> Task instructions
How many lines in the entries below contain the string "query"? Reply with the number only.

> Input data
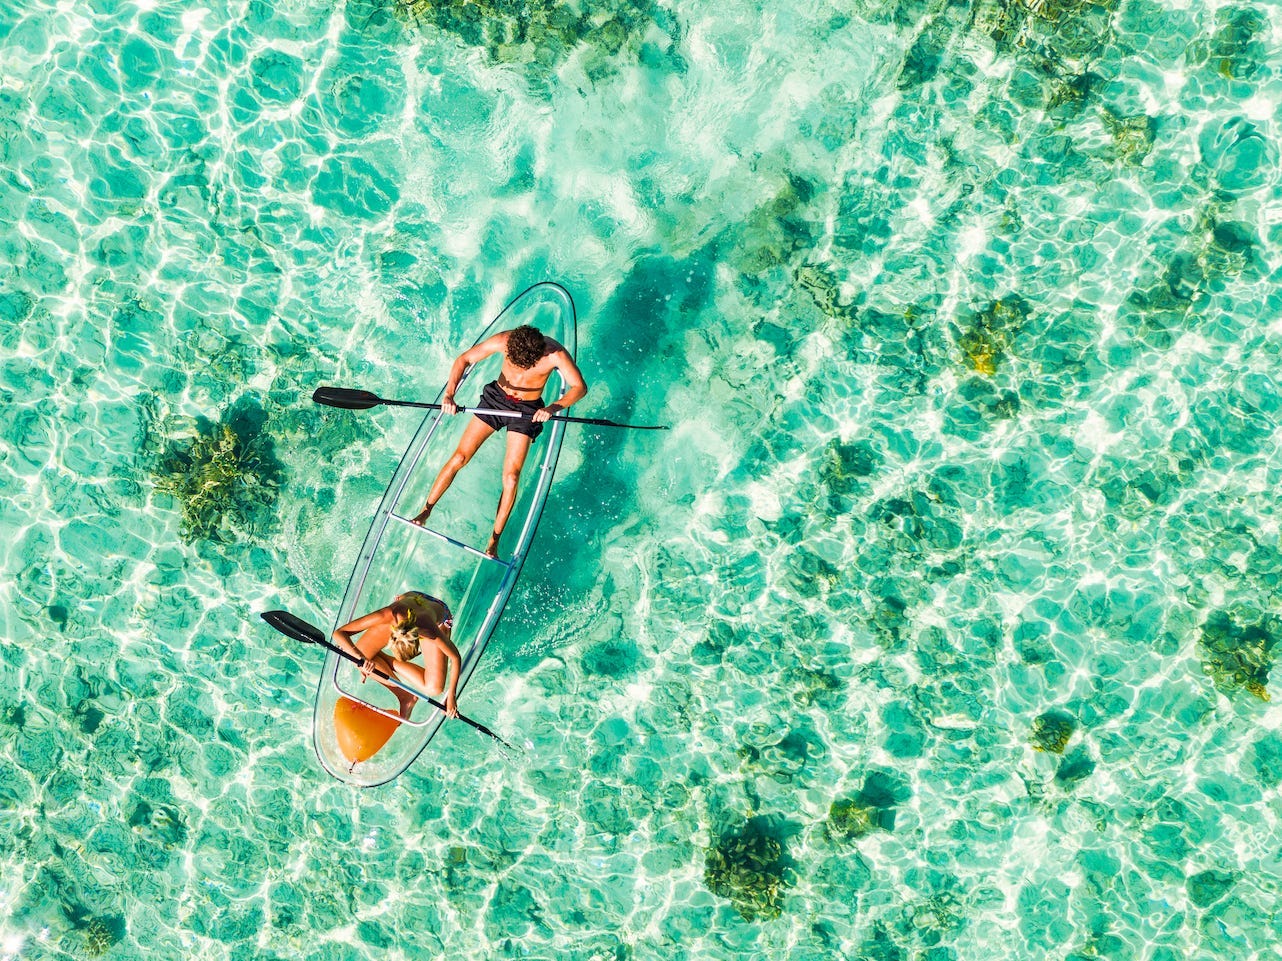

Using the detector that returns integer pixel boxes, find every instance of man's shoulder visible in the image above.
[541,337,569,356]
--
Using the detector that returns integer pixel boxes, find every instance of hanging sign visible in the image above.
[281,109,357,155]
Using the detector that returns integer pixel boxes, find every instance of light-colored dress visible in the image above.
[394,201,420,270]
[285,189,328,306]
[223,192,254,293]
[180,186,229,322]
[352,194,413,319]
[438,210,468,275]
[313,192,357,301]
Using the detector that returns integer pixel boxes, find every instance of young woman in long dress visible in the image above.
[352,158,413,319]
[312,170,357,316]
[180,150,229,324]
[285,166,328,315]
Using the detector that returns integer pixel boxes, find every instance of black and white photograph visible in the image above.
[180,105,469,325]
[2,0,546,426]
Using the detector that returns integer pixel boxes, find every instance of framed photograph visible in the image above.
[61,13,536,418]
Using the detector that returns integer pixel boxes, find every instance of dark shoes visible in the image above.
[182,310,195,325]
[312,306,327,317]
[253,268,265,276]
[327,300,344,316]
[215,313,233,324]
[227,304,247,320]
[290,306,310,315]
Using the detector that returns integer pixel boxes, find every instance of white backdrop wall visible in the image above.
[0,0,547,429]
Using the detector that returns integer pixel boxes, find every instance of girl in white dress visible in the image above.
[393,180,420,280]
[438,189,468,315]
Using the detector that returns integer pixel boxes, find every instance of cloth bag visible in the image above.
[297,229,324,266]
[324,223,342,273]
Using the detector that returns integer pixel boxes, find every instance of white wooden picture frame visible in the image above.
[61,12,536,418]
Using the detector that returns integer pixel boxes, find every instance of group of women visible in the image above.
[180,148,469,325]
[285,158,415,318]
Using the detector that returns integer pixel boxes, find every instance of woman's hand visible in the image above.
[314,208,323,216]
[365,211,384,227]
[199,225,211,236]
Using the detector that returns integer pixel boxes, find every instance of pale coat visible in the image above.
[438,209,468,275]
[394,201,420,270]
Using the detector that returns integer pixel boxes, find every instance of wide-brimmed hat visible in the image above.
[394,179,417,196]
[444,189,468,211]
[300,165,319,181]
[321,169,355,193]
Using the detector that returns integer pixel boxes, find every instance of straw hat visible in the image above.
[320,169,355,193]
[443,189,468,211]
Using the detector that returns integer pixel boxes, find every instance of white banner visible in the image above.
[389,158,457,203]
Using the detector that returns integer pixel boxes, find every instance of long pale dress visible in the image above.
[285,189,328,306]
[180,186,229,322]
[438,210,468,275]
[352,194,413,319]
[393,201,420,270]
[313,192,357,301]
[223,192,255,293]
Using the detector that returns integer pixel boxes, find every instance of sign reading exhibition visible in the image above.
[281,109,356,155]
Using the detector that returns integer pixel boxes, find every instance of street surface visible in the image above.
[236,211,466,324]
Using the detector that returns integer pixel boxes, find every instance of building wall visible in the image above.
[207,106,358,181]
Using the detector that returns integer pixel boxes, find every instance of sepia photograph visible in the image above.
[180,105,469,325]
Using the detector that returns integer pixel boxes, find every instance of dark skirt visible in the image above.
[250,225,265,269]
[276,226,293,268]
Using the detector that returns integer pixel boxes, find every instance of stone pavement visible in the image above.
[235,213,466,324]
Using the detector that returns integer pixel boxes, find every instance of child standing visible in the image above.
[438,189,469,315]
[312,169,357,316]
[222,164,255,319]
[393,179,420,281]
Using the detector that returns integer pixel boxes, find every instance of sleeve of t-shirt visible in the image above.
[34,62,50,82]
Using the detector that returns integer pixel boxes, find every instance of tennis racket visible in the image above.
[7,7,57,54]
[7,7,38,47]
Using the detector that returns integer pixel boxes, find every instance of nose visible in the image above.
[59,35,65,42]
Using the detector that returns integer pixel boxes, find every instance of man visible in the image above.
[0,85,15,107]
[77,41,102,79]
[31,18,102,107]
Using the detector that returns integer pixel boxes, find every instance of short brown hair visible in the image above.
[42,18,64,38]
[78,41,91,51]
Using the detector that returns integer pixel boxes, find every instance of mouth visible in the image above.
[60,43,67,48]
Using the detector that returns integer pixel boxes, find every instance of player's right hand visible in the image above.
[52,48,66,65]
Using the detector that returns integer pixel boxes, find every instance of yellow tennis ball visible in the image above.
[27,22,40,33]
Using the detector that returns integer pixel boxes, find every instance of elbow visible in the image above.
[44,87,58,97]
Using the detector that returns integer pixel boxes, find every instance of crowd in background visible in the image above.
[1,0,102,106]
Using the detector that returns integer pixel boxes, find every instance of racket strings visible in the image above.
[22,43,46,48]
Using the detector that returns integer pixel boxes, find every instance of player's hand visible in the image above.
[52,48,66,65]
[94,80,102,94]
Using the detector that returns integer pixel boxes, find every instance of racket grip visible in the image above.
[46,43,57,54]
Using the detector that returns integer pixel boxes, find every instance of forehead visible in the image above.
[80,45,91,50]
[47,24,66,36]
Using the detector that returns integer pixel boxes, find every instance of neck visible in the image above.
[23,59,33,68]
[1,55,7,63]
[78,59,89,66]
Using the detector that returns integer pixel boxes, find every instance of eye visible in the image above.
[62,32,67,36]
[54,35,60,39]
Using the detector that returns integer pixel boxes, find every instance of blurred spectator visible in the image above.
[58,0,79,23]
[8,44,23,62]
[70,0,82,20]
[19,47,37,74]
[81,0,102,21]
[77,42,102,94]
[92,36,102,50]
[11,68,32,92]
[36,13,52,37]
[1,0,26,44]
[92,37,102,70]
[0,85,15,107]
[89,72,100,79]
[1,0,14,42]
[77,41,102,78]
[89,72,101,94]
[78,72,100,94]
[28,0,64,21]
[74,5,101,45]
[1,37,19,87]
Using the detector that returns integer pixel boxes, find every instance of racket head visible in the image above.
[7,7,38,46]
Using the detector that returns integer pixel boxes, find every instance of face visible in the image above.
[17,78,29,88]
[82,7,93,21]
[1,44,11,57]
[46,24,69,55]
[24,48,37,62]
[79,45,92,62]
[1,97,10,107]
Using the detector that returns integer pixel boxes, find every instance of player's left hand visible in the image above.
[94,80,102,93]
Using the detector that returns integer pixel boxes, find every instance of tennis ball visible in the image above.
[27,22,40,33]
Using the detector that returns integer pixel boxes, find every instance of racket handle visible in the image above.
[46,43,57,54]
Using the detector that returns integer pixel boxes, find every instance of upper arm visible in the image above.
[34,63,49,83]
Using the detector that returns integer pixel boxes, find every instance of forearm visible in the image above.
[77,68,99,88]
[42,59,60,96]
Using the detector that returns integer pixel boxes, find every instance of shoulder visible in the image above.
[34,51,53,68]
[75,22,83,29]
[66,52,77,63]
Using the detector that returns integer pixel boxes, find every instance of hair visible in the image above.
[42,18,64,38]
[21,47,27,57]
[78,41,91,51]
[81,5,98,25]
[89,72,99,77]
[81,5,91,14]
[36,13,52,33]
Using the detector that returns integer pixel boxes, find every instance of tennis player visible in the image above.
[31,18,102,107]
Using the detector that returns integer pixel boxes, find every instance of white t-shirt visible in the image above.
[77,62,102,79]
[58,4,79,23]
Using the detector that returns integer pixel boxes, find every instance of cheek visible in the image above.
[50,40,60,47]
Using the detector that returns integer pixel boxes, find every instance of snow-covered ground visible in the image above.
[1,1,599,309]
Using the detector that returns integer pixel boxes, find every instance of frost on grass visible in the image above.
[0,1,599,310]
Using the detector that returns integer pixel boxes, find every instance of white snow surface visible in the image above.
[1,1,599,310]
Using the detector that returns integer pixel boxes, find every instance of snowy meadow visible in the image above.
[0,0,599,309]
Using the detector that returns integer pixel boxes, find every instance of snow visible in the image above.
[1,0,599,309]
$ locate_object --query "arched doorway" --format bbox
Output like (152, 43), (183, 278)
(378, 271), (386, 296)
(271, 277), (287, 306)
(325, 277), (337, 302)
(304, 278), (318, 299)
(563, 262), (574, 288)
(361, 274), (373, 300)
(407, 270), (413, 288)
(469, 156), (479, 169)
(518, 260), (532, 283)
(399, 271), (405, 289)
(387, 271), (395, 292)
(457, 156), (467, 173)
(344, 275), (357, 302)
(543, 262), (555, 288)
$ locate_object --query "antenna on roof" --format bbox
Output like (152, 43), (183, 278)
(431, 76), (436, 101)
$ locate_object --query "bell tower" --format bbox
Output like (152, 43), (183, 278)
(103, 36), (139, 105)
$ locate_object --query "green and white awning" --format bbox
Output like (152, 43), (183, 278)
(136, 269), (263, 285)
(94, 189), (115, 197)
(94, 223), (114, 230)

> Result below
4